Rows from a segmentation dataset
────────────────────
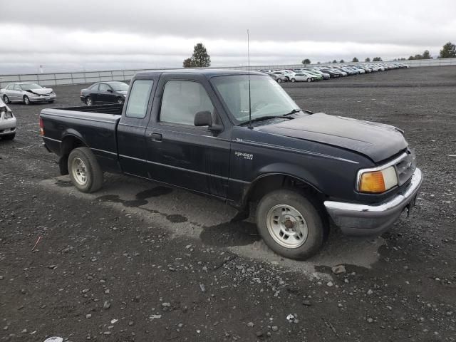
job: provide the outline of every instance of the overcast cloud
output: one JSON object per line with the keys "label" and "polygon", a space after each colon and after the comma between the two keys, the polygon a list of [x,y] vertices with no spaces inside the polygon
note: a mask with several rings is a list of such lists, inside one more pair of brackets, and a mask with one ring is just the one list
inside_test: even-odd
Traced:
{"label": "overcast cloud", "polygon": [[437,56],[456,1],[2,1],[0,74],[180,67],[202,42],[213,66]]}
────────────────────
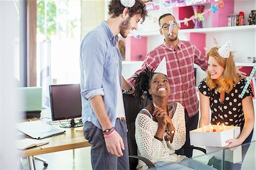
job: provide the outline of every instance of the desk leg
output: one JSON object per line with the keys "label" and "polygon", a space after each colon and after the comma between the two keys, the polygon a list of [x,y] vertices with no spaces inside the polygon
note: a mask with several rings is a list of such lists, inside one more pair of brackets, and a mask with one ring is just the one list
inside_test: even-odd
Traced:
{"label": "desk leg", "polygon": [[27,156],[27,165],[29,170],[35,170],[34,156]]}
────────────────────
[Stated exercise]:
Count the lines in the records above that contain the string "desk". Reply with the number only.

[Correct answer]:
2